● Exercise input
Content starts
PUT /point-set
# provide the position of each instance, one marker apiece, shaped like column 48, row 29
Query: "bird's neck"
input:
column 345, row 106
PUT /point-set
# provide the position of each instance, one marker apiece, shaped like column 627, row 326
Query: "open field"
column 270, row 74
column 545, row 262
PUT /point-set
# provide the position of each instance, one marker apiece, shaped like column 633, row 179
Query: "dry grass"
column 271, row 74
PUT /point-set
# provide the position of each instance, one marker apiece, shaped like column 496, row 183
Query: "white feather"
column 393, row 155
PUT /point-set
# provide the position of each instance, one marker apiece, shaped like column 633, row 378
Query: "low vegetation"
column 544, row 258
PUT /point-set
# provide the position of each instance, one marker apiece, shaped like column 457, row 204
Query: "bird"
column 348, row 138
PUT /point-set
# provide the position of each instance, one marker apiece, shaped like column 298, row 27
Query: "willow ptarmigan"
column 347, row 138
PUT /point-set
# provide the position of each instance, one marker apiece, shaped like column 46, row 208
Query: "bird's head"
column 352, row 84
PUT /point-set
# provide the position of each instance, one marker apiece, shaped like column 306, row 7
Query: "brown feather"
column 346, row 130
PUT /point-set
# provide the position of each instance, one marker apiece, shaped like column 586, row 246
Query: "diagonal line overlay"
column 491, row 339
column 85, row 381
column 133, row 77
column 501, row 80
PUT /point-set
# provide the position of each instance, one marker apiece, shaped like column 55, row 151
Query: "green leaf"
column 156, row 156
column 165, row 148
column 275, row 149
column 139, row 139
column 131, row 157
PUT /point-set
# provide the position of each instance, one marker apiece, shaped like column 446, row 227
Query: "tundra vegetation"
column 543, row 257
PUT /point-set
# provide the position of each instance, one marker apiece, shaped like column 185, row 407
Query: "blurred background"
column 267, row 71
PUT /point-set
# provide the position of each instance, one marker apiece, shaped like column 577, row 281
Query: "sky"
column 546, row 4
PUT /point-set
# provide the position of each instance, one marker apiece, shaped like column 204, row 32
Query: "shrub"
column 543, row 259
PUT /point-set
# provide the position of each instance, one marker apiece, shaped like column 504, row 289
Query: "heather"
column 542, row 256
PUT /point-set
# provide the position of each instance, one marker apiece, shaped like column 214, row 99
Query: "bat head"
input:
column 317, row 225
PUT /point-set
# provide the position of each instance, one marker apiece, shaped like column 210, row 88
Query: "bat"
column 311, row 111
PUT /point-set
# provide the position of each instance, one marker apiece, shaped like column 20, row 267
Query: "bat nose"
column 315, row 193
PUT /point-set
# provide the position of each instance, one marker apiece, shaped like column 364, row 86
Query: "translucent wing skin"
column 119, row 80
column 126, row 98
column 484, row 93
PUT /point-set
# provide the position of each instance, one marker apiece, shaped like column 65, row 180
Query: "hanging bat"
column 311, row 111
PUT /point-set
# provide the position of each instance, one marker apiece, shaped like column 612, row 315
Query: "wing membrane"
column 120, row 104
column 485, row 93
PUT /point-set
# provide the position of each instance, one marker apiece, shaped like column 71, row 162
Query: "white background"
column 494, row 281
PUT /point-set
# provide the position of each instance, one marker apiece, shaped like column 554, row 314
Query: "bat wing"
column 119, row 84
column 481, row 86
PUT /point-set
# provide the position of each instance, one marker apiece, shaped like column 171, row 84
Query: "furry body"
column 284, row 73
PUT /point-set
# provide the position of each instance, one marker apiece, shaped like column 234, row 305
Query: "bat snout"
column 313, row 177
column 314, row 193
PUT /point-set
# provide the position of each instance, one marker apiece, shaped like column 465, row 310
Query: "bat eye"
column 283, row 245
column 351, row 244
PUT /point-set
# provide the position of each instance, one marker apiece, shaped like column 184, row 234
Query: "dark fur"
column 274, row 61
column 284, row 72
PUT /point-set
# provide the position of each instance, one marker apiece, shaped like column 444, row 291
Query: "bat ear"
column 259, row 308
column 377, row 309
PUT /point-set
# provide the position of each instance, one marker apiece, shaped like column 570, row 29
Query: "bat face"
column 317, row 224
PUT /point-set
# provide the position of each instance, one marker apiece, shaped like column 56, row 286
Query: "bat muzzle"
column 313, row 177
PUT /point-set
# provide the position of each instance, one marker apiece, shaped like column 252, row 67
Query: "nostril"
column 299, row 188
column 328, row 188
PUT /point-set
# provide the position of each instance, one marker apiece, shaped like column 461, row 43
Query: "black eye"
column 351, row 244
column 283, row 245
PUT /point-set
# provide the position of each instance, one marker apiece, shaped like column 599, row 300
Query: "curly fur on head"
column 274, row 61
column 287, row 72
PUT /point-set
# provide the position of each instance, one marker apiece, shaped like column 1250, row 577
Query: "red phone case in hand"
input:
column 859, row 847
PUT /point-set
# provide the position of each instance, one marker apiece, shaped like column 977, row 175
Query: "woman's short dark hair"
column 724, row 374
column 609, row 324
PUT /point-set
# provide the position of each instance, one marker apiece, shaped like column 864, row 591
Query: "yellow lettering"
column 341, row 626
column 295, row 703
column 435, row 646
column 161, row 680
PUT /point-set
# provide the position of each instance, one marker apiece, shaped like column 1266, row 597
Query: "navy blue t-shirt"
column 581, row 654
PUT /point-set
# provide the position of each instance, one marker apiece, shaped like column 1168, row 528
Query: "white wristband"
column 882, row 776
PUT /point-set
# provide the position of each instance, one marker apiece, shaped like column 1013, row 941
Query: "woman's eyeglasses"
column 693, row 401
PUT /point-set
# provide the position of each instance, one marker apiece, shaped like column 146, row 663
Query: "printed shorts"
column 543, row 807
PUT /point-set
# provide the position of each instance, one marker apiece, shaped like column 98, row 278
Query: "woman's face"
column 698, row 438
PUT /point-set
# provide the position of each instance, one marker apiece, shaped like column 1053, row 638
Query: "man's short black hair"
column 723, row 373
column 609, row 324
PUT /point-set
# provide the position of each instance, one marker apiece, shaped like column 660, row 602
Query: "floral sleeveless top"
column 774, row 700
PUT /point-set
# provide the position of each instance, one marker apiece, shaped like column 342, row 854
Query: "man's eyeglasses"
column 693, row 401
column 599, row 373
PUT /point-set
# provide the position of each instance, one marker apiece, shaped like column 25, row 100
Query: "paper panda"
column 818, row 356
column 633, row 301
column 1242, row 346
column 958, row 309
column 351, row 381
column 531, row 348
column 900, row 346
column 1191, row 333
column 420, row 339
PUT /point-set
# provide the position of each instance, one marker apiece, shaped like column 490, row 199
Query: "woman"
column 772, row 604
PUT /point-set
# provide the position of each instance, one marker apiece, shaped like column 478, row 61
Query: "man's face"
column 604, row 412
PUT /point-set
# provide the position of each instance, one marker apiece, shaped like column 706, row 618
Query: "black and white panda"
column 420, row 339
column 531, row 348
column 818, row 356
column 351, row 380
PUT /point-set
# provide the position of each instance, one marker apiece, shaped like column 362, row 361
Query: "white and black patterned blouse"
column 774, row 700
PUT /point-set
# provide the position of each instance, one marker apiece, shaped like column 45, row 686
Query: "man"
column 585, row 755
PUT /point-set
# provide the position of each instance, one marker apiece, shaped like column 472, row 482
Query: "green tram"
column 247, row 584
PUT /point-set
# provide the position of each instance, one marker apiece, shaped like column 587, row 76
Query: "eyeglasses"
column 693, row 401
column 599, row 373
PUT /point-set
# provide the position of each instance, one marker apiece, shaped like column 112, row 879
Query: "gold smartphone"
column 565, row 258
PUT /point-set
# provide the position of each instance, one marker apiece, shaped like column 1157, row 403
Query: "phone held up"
Content ends
● What to do
Print out the records exactly as they were entered.

● Answer box
PUT /point-set
# provide the position of each instance, one marker apiece, shaped like column 48, row 29
Query: "bird's neck"
input:
column 345, row 106
PUT /point-set
# provide the position of each instance, one marker apiece, shaped like column 627, row 326
Query: "open field"
column 270, row 74
column 545, row 262
PUT /point-set
# provide the position of each instance, one marker apiece, shaped like column 633, row 179
Query: "dry grass"
column 271, row 74
PUT /point-set
# provide the position of each instance, one marker apiece, shaped like column 496, row 183
Query: "white feather"
column 393, row 155
PUT /point-set
# provide the position of each instance, one marker apiece, shaped like column 633, row 378
Query: "low vegetation"
column 544, row 258
PUT /point-set
# provide the position of each instance, one marker apiece, shaped like column 457, row 204
Query: "bird"
column 348, row 138
PUT /point-set
# provide the position of each instance, one marker apiece, shaped like column 298, row 27
Query: "willow ptarmigan"
column 347, row 138
PUT /point-set
# provide the position of each instance, one marker apiece, shaped like column 46, row 208
Query: "bird's head"
column 352, row 84
PUT /point-set
# provide the position of each instance, one marker apiece, shaped like column 306, row 7
Query: "brown feather"
column 346, row 130
PUT /point-set
# provide the position of each instance, one marker apiece, shaped like column 586, row 246
Query: "diagonal line overlay"
column 491, row 339
column 85, row 381
column 133, row 77
column 501, row 80
PUT /point-set
# provide the position of each instance, one marker apiece, shaped like column 55, row 151
Query: "green leaf"
column 156, row 156
column 165, row 148
column 275, row 149
column 139, row 139
column 131, row 157
PUT /point-set
# provide the position of each instance, one marker apiece, shaped like column 446, row 227
Query: "tundra vegetation"
column 543, row 257
PUT /point-set
# provide the position of each instance, one marker apiece, shaped like column 185, row 407
Query: "blurred background"
column 267, row 71
PUT /point-set
# provide the position of each instance, one marker apiece, shaped like column 577, row 281
Query: "sky"
column 546, row 4
PUT /point-set
# provide the position of each instance, one marker apiece, shaped like column 204, row 32
Query: "shrub"
column 543, row 259
PUT /point-set
# provide the position of each instance, one marker apiece, shaped like column 504, row 289
Query: "heather"
column 542, row 256
PUT /point-set
# provide the position of each instance, one marker apiece, shaped like column 214, row 99
Query: "bat head"
input:
column 317, row 225
PUT /point-set
# provide the position of each instance, one marker apiece, shaped like column 210, row 88
Query: "bat"
column 311, row 111
PUT /point-set
# provide the position of each instance, one marker apiece, shaped like column 20, row 267
Query: "bat nose"
column 315, row 193
PUT /point-set
# provide the position of each instance, one marker apiece, shaped like column 364, row 86
Query: "translucent wing skin"
column 119, row 80
column 126, row 98
column 484, row 93
PUT /point-set
# provide the position of each instance, one marker apiece, shaped like column 65, row 180
Query: "hanging bat"
column 311, row 111
PUT /point-set
# provide the position of each instance, one marker apiece, shaped like column 612, row 315
Query: "wing membrane"
column 120, row 104
column 485, row 93
PUT /point-set
# provide the position of each instance, one marker apiece, shaped like column 71, row 162
Query: "white background"
column 494, row 281
PUT /point-set
# provide the position of each instance, one marker apiece, shaped like column 554, row 314
Query: "bat wing"
column 119, row 84
column 481, row 86
PUT /point-set
# provide the position of each instance, one marker apiece, shaped like column 171, row 84
Query: "furry body"
column 284, row 73
PUT /point-set
# provide the position of each instance, one marker apiece, shaped like column 234, row 305
Query: "bat snout"
column 313, row 177
column 314, row 193
PUT /point-set
# provide the position of each instance, one marker apiece, shaped like column 465, row 310
Query: "bat eye"
column 283, row 245
column 351, row 244
PUT /point-set
# provide the position of each instance, one marker apiece, shaped like column 184, row 234
Query: "dark fur"
column 274, row 61
column 284, row 72
PUT /point-set
# provide the position of each instance, one marker apiece, shaped like column 444, row 291
Query: "bat ear"
column 259, row 308
column 377, row 309
PUT /point-set
# provide the position of each instance, one marker apiece, shaped like column 570, row 29
Query: "bat face"
column 317, row 224
PUT /point-set
# provide the position of each instance, one marker apiece, shaped like column 56, row 286
Query: "bat muzzle"
column 313, row 177
PUT /point-set
# provide the position of each instance, one marker apiece, shaped like column 252, row 67
Query: "nostril"
column 299, row 188
column 328, row 188
PUT /point-set
# provide the position of each instance, one marker apiece, shaped like column 461, row 43
Query: "black eye"
column 351, row 244
column 283, row 245
PUT /point-set
# provide the position of each instance, one marker apiece, shaped like column 599, row 300
Query: "curly fur on head"
column 274, row 61
column 287, row 72
PUT /point-set
# provide the position of each instance, one marker apiece, shaped like column 1250, row 577
Query: "red phone case in hand"
input:
column 859, row 847
PUT /point-set
# provide the position of each instance, one marker apiece, shaped like column 977, row 175
Query: "woman's short dark hair"
column 724, row 374
column 609, row 324
PUT /point-set
# provide the position of each instance, one marker apiece, shaped like column 864, row 591
Query: "yellow lettering"
column 341, row 626
column 295, row 703
column 435, row 646
column 161, row 680
PUT /point-set
# provide the position of each instance, one marker apiece, shaped like column 1266, row 597
Query: "navy blue t-shirt"
column 581, row 654
PUT /point-set
# provide the position of each instance, one marker apiece, shaped like column 1168, row 528
Query: "white wristband"
column 882, row 776
PUT /point-set
# provide the position of each instance, one marker apiece, shaped like column 1013, row 941
Query: "woman's eyeglasses"
column 693, row 401
PUT /point-set
# provide the position of each instance, one marker apiece, shaped like column 146, row 663
Query: "printed shorts"
column 543, row 807
PUT /point-set
# provide the position of each instance, one marker apiece, shaped like column 98, row 278
Query: "woman's face"
column 698, row 438
PUT /point-set
# provide the position of each instance, one marker apiece, shaped like column 1053, row 638
Query: "man's short black hair"
column 723, row 373
column 609, row 324
PUT /point-set
# provide the position of each instance, one marker apiece, shaped like column 660, row 602
Query: "floral sleeveless top"
column 774, row 700
PUT /point-set
# provide the position of each instance, one marker apiece, shaped like column 342, row 854
Query: "man's eyeglasses"
column 693, row 401
column 599, row 373
PUT /point-set
# provide the position of each instance, one marker apiece, shaped like column 25, row 100
Query: "paper panda"
column 818, row 356
column 633, row 301
column 1242, row 346
column 958, row 309
column 351, row 381
column 531, row 348
column 900, row 346
column 1191, row 333
column 420, row 339
PUT /point-set
# provide the position of each instance, one marker apiece, shaped like column 490, row 199
Query: "woman"
column 772, row 604
PUT /point-set
# provide the position of each instance, one marker apiece, shaped like column 478, row 61
Query: "man's face"
column 604, row 412
PUT /point-set
# provide the position of each instance, one marker apiece, shaped like column 706, row 618
Query: "black and white panda"
column 420, row 339
column 531, row 348
column 818, row 356
column 351, row 380
PUT /point-set
# provide the position of each instance, one marker apiece, shaped like column 362, row 361
Query: "white and black patterned blouse"
column 774, row 700
PUT /point-set
# provide the position of each instance, one marker apiece, shaped like column 45, row 686
Query: "man"
column 585, row 755
PUT /point-set
# provide the position of each instance, one marker apiece, shaped like column 472, row 482
Query: "green tram"
column 247, row 584
PUT /point-set
# provide the position of each instance, one marker apiece, shaped like column 587, row 76
Query: "eyeglasses"
column 693, row 401
column 599, row 373
PUT /point-set
# provide the position of each instance, one marker apiece, shaped like column 112, row 879
Query: "gold smartphone"
column 565, row 258
PUT /point-set
# provide the position of each instance, one marker apiece, shaped like column 1157, row 403
Query: "phone held up"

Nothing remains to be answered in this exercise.